### TEXT SEGMENT
== Segment start ==
Extract

As with many new technologies, artificial intelligence (AI) in healthcare raises new opportunities and new dilemmas. To understand these, it is helpful to review the values relevant to implementing AI, including machine learning applications, in healthcare. This essay identifies a wide variety of values relevant to AI in healthcare and explains how AI applications can lead to conflicts between and among these values.

Introduction.

Artificial intelligence has been transforming healthcare, from diagnosis to treatment recommendations and prognosis. AI systems can learn to identify tumors in medical images or use EEG data to predict which SSRI will be effective for individual patients.1 AI can use large datasets to help identify which molecules have potential for drug development,2 or predict the next epidemic.3 As applications of AI proliferate, it seems that no aspect of healthcare will be left unchanged.
== Segment end ==
### PROVIDED INFORMATION
== Segment start ==
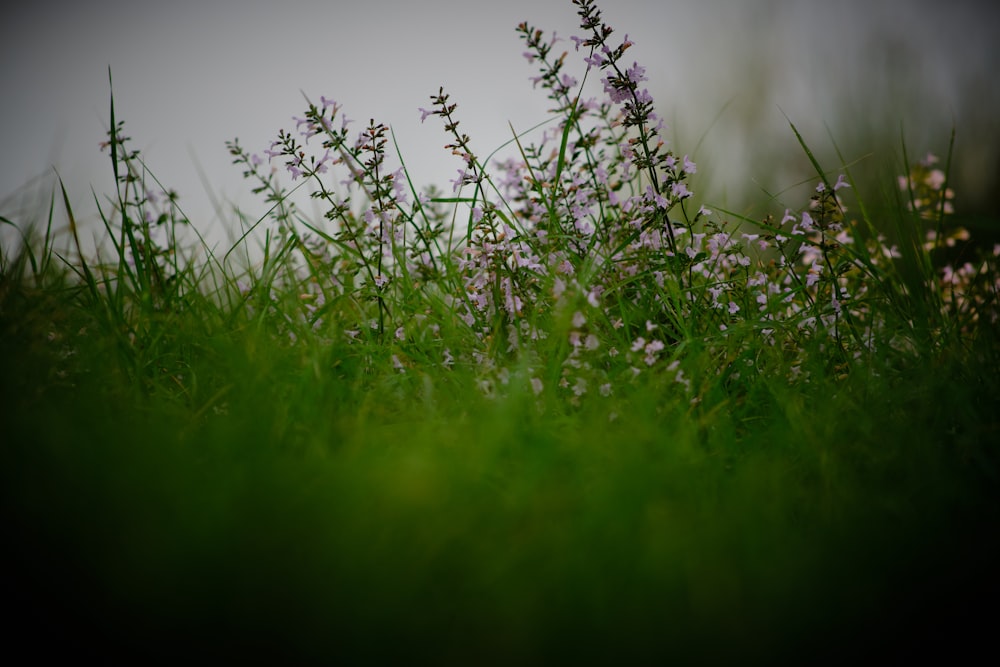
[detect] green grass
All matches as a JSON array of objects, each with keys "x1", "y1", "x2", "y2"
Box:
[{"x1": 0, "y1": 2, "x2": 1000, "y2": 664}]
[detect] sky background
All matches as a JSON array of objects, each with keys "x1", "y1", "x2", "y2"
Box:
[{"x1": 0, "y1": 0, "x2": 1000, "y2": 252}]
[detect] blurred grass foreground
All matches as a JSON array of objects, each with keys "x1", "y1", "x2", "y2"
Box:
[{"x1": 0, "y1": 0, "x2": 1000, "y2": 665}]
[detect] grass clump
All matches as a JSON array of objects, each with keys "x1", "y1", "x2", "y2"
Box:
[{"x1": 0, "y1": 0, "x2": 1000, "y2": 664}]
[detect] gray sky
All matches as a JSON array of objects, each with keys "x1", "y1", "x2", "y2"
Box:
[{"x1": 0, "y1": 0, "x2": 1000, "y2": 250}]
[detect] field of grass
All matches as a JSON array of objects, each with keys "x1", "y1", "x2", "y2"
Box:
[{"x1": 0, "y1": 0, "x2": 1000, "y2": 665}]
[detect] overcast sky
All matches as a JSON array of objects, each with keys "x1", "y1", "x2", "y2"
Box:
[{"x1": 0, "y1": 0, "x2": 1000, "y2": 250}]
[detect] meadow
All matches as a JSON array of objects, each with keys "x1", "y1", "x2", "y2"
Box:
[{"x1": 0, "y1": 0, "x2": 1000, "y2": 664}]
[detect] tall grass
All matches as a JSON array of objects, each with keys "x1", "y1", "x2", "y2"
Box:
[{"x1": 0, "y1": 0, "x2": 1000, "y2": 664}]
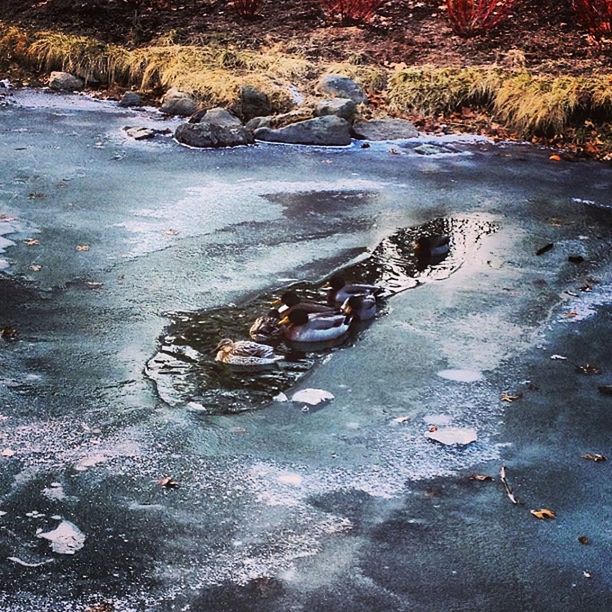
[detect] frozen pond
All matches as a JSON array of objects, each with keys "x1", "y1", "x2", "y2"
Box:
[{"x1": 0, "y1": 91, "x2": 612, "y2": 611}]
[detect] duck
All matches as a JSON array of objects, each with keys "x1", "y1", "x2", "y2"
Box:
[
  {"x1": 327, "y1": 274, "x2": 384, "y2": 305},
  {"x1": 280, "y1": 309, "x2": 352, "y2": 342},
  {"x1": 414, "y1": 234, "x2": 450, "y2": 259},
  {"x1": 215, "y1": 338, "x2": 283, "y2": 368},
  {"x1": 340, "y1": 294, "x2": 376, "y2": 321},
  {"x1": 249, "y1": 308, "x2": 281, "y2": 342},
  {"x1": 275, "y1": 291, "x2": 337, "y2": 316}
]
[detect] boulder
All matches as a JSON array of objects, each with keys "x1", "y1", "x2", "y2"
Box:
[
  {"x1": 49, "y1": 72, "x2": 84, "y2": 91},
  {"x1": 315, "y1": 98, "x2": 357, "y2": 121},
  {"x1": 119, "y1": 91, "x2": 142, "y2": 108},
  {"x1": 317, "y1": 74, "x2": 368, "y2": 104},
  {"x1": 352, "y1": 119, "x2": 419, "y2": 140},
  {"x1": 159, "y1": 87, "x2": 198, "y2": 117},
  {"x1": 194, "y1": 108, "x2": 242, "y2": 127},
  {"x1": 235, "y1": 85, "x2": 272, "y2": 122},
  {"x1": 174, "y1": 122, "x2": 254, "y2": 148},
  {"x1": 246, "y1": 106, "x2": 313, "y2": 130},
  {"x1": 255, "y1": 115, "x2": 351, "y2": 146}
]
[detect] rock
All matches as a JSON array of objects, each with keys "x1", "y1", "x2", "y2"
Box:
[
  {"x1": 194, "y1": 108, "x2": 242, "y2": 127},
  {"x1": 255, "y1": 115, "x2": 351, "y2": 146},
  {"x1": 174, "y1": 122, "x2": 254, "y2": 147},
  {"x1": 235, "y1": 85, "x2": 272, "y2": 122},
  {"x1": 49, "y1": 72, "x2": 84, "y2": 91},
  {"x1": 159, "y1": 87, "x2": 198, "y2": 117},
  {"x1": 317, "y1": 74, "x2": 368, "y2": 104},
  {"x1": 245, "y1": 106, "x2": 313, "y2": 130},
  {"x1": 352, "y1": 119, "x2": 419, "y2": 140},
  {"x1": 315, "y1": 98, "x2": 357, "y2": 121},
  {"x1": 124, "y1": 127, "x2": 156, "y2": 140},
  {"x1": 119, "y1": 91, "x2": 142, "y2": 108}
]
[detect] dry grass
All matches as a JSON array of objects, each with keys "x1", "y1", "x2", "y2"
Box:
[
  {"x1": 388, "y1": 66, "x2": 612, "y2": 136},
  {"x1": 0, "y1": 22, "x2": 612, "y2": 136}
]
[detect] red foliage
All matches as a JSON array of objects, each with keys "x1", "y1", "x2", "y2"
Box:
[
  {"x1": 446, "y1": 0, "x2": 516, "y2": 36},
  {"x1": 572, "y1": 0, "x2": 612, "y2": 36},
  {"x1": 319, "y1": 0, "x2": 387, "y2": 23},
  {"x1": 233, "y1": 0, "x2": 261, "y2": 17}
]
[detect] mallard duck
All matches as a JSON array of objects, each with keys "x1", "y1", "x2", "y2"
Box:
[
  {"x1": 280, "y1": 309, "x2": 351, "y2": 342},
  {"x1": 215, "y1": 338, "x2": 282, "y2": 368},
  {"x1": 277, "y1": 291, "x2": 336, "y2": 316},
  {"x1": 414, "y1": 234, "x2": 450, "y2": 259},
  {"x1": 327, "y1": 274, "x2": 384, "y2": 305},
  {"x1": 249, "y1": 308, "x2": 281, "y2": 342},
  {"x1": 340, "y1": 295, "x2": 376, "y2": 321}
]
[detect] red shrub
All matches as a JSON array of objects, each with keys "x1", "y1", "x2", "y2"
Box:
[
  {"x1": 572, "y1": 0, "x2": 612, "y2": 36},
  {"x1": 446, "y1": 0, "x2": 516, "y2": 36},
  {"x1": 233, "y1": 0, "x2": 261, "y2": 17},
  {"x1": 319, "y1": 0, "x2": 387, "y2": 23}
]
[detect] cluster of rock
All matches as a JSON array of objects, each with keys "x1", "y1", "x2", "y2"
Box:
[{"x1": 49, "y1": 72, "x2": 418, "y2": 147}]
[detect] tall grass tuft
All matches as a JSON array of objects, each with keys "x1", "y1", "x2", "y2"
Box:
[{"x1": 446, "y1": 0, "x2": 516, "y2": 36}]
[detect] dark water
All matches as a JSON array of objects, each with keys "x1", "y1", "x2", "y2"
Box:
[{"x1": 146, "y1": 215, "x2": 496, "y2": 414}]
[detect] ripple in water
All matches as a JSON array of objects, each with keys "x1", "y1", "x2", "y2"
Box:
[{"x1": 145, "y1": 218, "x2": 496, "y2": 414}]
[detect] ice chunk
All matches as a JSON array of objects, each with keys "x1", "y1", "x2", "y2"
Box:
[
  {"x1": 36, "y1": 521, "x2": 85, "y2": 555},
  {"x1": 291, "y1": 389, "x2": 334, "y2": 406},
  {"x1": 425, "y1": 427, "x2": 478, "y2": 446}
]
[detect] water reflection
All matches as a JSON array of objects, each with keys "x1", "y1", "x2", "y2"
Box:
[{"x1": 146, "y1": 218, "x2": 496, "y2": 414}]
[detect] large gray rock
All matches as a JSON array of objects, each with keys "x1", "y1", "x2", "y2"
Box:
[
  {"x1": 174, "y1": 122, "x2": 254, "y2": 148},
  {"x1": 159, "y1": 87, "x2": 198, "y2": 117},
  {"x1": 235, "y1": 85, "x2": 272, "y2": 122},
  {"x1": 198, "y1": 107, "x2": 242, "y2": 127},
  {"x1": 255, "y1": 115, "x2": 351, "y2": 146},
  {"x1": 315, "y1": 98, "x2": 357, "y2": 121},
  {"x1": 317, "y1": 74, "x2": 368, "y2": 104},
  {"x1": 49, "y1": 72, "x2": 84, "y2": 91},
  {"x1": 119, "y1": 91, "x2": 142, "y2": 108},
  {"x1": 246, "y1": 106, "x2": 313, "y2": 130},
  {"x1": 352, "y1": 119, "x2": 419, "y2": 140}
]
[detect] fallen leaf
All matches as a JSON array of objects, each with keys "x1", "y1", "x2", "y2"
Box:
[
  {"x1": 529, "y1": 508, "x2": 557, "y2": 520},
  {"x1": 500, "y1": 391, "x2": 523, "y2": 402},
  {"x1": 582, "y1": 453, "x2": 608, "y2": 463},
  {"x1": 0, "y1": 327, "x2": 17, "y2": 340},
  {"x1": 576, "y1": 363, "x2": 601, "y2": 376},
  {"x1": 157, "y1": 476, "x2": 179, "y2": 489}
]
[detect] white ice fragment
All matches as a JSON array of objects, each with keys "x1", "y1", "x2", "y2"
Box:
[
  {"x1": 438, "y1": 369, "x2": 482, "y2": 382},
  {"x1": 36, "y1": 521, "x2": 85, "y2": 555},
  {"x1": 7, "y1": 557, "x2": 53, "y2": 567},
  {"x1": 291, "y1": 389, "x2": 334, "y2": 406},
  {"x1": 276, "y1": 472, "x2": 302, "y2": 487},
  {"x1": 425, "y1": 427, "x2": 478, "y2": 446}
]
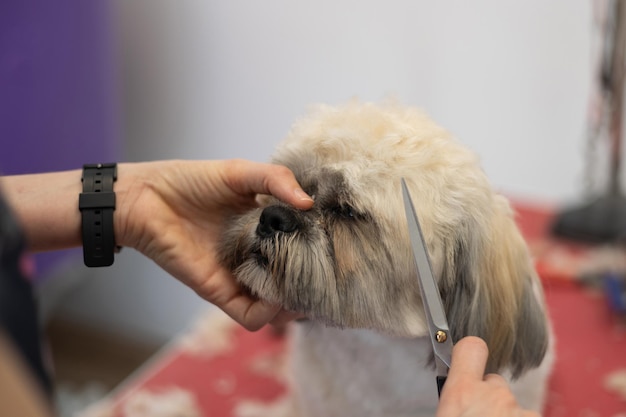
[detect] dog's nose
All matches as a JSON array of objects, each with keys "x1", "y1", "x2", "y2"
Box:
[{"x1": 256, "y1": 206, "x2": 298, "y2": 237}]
== Segment end ==
### QUESTIONS
**a.** From the introduction of the essay on AI in healthcare, list each specific thing it says AI can do.
**b.** Carry the essay on AI in healthcare forward from its last sentence.
The items are not needed here.

### REPLIES
**a.**
- Identify tumors in medical images
- Use EEG data to predict which SSRI will be effective for individual patients
- Use large datasets to help identify which molecules have potential for drug development
- Predict the next epidemic

**b.**
Like any computer application, AI systems take input and produce output in the form of data. It is characteristic of AI systems that they need to “learn” from a large amount of input before they can provide any useful or reliable output. This is distinctly different from traditional computer applications such as calculators. Calculator programs deliver a correct answer with certainty the first time and every time. AI is helpful for tasks for which we can’t provide a straightforward method to produce a correct answer every time. We have traditionally relied on human intelligence for such tasks, but once an AI system is trained it can often produce answers more accurately and more quickly than humans can.